▶ About this task
Could you retype the records word for word but without any pictures?

▶ Input material
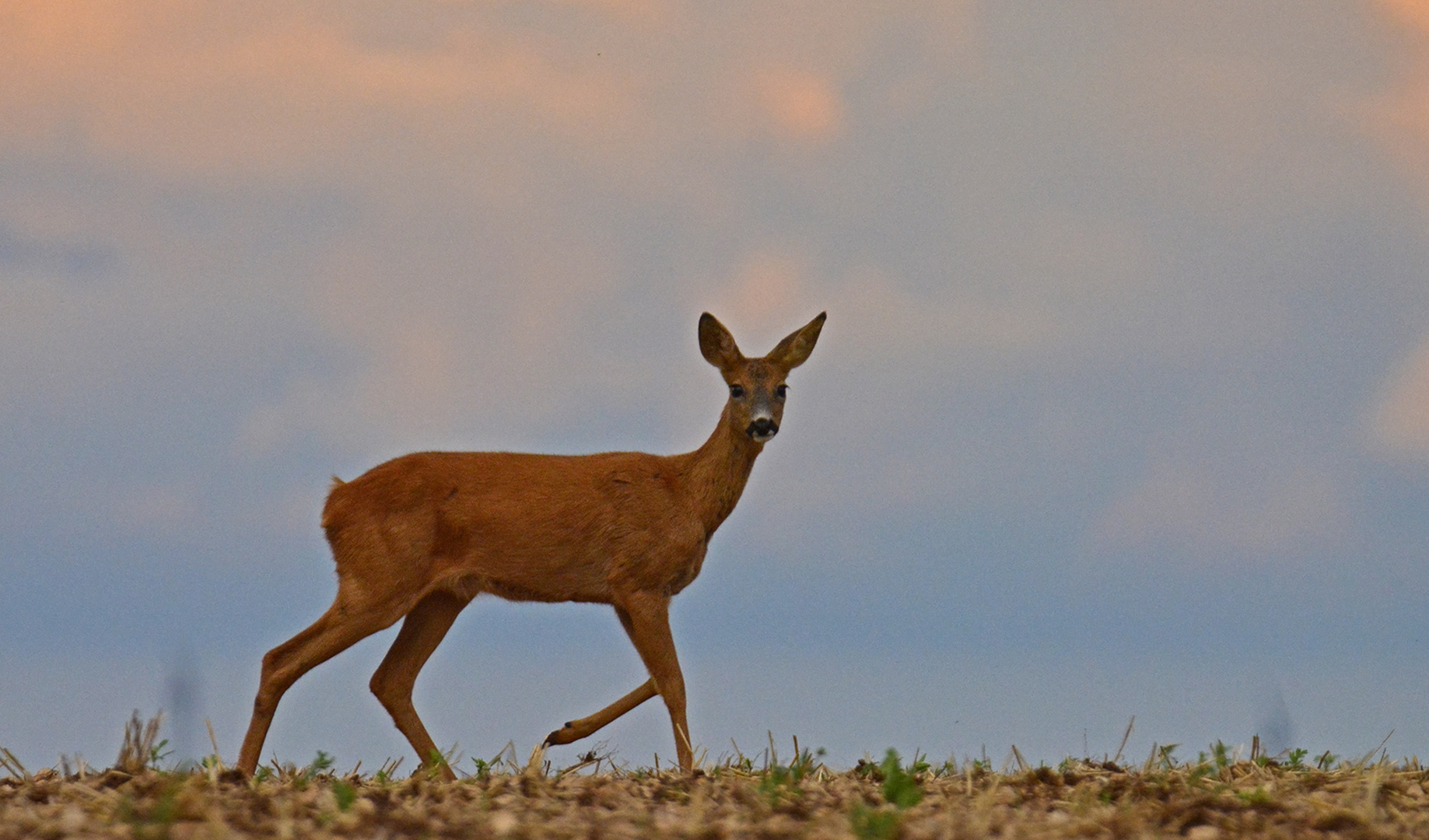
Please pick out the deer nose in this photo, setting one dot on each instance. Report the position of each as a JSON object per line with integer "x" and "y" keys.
{"x": 762, "y": 429}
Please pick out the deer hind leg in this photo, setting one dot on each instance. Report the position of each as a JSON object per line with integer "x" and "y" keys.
{"x": 587, "y": 726}
{"x": 423, "y": 629}
{"x": 332, "y": 633}
{"x": 646, "y": 619}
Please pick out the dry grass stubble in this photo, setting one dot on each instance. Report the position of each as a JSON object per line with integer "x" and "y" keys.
{"x": 1203, "y": 799}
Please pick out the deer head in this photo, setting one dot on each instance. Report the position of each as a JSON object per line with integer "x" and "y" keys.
{"x": 756, "y": 386}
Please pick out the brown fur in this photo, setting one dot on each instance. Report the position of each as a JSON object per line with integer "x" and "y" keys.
{"x": 423, "y": 534}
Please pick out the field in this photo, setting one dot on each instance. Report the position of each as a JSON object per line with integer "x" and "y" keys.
{"x": 1217, "y": 793}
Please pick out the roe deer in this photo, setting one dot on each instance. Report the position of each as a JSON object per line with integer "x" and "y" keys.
{"x": 423, "y": 534}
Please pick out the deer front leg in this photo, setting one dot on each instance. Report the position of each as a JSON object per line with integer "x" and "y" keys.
{"x": 587, "y": 726}
{"x": 646, "y": 619}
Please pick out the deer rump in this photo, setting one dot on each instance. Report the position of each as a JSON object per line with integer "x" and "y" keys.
{"x": 525, "y": 527}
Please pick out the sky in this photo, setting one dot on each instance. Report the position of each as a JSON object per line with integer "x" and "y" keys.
{"x": 1122, "y": 404}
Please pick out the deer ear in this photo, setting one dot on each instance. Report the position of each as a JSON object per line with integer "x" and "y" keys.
{"x": 716, "y": 345}
{"x": 797, "y": 348}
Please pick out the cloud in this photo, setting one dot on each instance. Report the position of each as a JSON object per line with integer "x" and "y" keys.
{"x": 1203, "y": 512}
{"x": 800, "y": 105}
{"x": 1399, "y": 425}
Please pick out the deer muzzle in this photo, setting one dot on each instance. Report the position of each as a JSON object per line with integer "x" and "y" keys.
{"x": 762, "y": 429}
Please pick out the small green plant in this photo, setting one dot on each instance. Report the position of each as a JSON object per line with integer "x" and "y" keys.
{"x": 901, "y": 792}
{"x": 899, "y": 786}
{"x": 1168, "y": 758}
{"x": 345, "y": 795}
{"x": 483, "y": 769}
{"x": 322, "y": 761}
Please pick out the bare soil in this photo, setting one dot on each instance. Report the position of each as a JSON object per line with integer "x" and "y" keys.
{"x": 1085, "y": 799}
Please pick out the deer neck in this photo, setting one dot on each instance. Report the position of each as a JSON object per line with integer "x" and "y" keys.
{"x": 719, "y": 471}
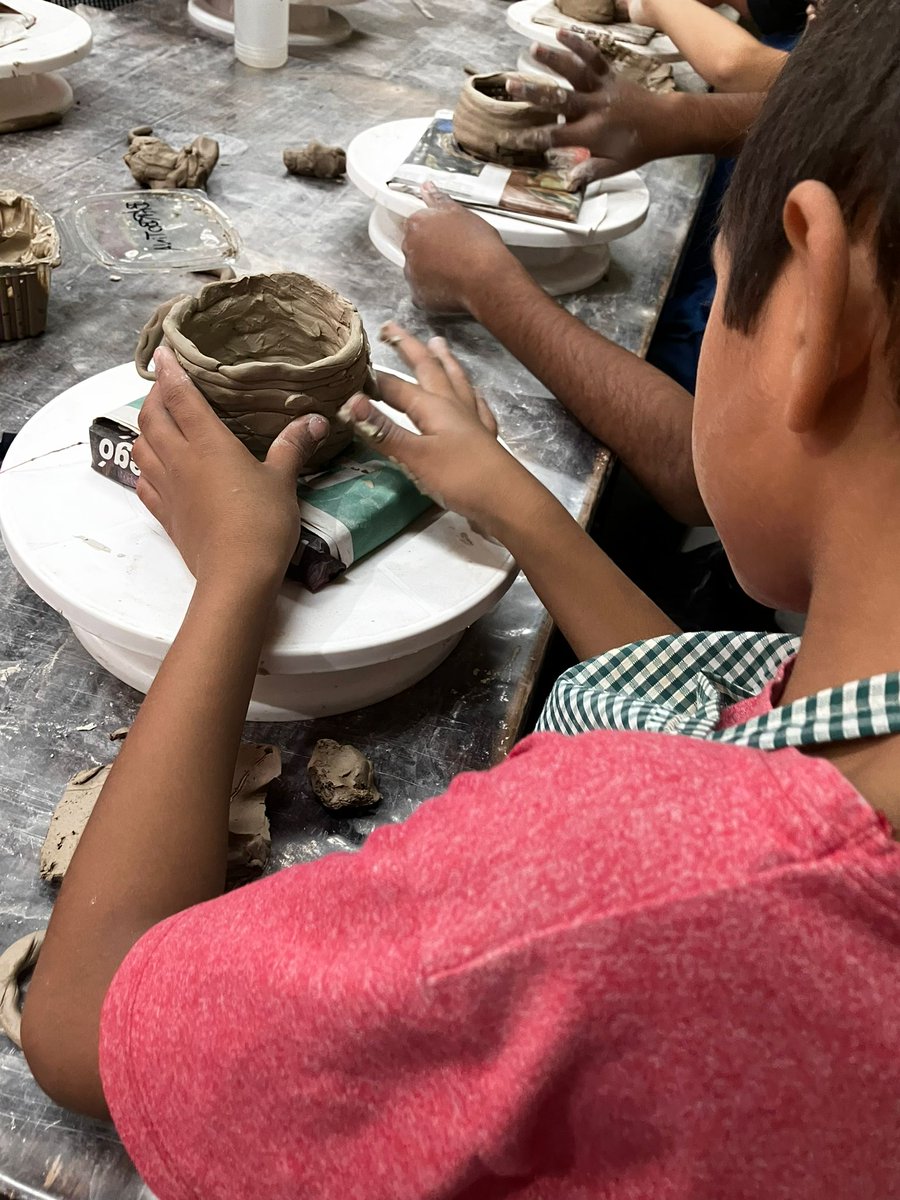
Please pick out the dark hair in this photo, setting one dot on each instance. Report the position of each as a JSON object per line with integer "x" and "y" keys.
{"x": 833, "y": 115}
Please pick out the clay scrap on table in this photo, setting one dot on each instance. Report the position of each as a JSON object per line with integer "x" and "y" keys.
{"x": 249, "y": 838}
{"x": 598, "y": 12}
{"x": 13, "y": 24}
{"x": 29, "y": 250}
{"x": 486, "y": 114}
{"x": 15, "y": 965}
{"x": 642, "y": 69}
{"x": 316, "y": 160}
{"x": 265, "y": 349}
{"x": 342, "y": 777}
{"x": 155, "y": 163}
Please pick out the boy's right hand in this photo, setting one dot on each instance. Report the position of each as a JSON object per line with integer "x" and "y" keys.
{"x": 232, "y": 519}
{"x": 455, "y": 457}
{"x": 449, "y": 250}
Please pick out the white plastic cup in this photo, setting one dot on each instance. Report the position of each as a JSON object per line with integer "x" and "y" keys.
{"x": 261, "y": 33}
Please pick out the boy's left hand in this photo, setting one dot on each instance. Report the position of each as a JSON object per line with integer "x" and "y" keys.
{"x": 455, "y": 457}
{"x": 229, "y": 515}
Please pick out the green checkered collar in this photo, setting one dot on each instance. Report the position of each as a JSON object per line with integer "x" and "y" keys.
{"x": 683, "y": 683}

▶ Solution
Please pick out the deer nose in this photo, setting one dot on each instance. Report the position of each as a JSON object per line with integer "x" and "y" keys.
{"x": 762, "y": 429}
Please pick out the deer hind leg in this photo, setting one dot on each instance. Report the position of each as a JSON object per line with integer "x" and "y" keys.
{"x": 587, "y": 726}
{"x": 423, "y": 629}
{"x": 332, "y": 633}
{"x": 646, "y": 619}
Please pick out the dry grass stubble in this photo, setting one dot on each instance. Report the position of each as a JSON object per line with integer "x" and "y" keys.
{"x": 1203, "y": 799}
Please pick out the deer head in this photo, setting one dot on each instance. Report the position of each as a JSON object per line with integer "x" and "y" keys.
{"x": 756, "y": 386}
Please pick out the brown fur in this photo, setting one dot on each instance. Report the position of each as a JSON object per line with integer "x" and "y" keys.
{"x": 423, "y": 534}
Please pick out the field in this photo, setting one dot on each instance. Report the position of each as a JSON object per line with integer "x" and "y" keys.
{"x": 1217, "y": 793}
Please pick out the roe deer in this photo, setting one dot on each instance. Report the position of each as a JSON object per line with integer "x" and "y" keys.
{"x": 423, "y": 534}
Please pick out the deer front leg in this photo, setting one dot on each instance. Report the position of each as a JSON object per line with integer "x" and "y" keys.
{"x": 587, "y": 726}
{"x": 646, "y": 619}
Please pick out the deer rump in this photo, setting one dot on each instance. Report the position of each as a JSON object per line with integer "x" and "y" keys.
{"x": 525, "y": 527}
Please pick out the sky in this photo, setting one dot on each instance. Report the position of each as a JSON object per line with integer "x" and "y" keys.
{"x": 1122, "y": 404}
Please pick out the deer ear in this photo, setting one dot on each instance. Report the position of each as a JSON object per line with integer "x" and "y" keys.
{"x": 716, "y": 345}
{"x": 797, "y": 348}
Please pick out the cloud in this photo, setting one dot on each instance. Report the position of each as a JSON object per line with integer "x" and "y" keys.
{"x": 1203, "y": 512}
{"x": 800, "y": 105}
{"x": 1399, "y": 425}
Please pick out the deer muzzle in this photo, setting one dot on each instance. Report the position of each as a JSON object per line with integer "x" and "y" keys.
{"x": 762, "y": 429}
Please pick out the small green plant in this photo, setting one dot on each instance. Report the position of each as a JSON object per line with integer "x" and "y" keys.
{"x": 901, "y": 792}
{"x": 899, "y": 786}
{"x": 1168, "y": 758}
{"x": 345, "y": 795}
{"x": 483, "y": 769}
{"x": 322, "y": 761}
Please pick out the bare soil in this photo, setting one dot on each instance. Report the position of each as a JSON object per line with integer "x" and "y" keys.
{"x": 1085, "y": 799}
Please pick out the deer neck in this photo, setting one dot on each instance. Report the position of each as a JSON object per line with integer "x" and "y" keys.
{"x": 719, "y": 471}
Please pick out the dark hair in this photo, setting one dot on each instance. Report the position of each as a JSON object per line with integer "x" and "y" keys.
{"x": 833, "y": 115}
Please pick out the clay scrap on table in this photo, setting one dot on each instance. Report the position of each as a JSON object per line with integer "x" and "y" keys.
{"x": 249, "y": 838}
{"x": 598, "y": 12}
{"x": 13, "y": 24}
{"x": 29, "y": 250}
{"x": 486, "y": 114}
{"x": 15, "y": 965}
{"x": 642, "y": 69}
{"x": 316, "y": 160}
{"x": 265, "y": 349}
{"x": 342, "y": 777}
{"x": 155, "y": 163}
Please pick out the boy's right hand in this photo, setting one dot on each instance. Report the position of each as a JSON object per line with integer "x" and "y" keys.
{"x": 232, "y": 519}
{"x": 455, "y": 457}
{"x": 449, "y": 250}
Please pick out the white plastic cup in this photo, setting one dot on each instance. Report the position of each as a JSON object per line with integer "x" and "y" keys.
{"x": 261, "y": 33}
Please pick out the boy's left hand in this photo, setting one dot on each instance. Report the position of each as a JSON object per line with integer "x" and "y" keys.
{"x": 455, "y": 457}
{"x": 229, "y": 515}
Please pick out the green checkered collar in this photo, setting one dot on each instance. Report the position of each as a JSON object per line with integer "x" and "y" keys.
{"x": 683, "y": 683}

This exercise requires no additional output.